**Petunjuk Tugas**: Tulis ulang seluruh catatan di bawah ini dengan menukar "club crest" menjadi "team badge" tanpa mengubah bagian lain, dan jangan sertakan gambarnya dalam jawaban.

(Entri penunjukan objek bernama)
___

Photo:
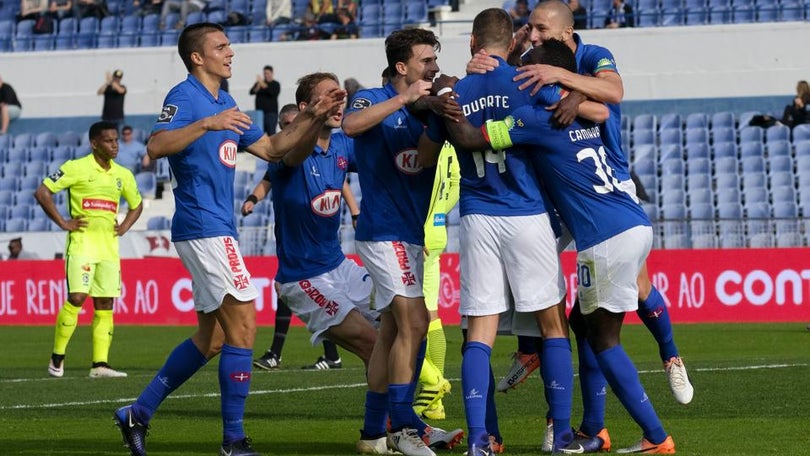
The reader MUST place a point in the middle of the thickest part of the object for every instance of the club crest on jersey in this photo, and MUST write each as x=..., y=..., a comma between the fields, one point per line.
x=167, y=114
x=56, y=175
x=327, y=203
x=406, y=162
x=361, y=103
x=227, y=153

___

**Jawaban Akhir**:
Photo:
The reader MUST place a point in the middle of the thickest part of the object for every instance of the team badge on jersey in this photo, and MUST write each as x=..., y=..., a comma between the fields, one point per line.
x=167, y=114
x=56, y=175
x=327, y=203
x=406, y=162
x=361, y=103
x=227, y=153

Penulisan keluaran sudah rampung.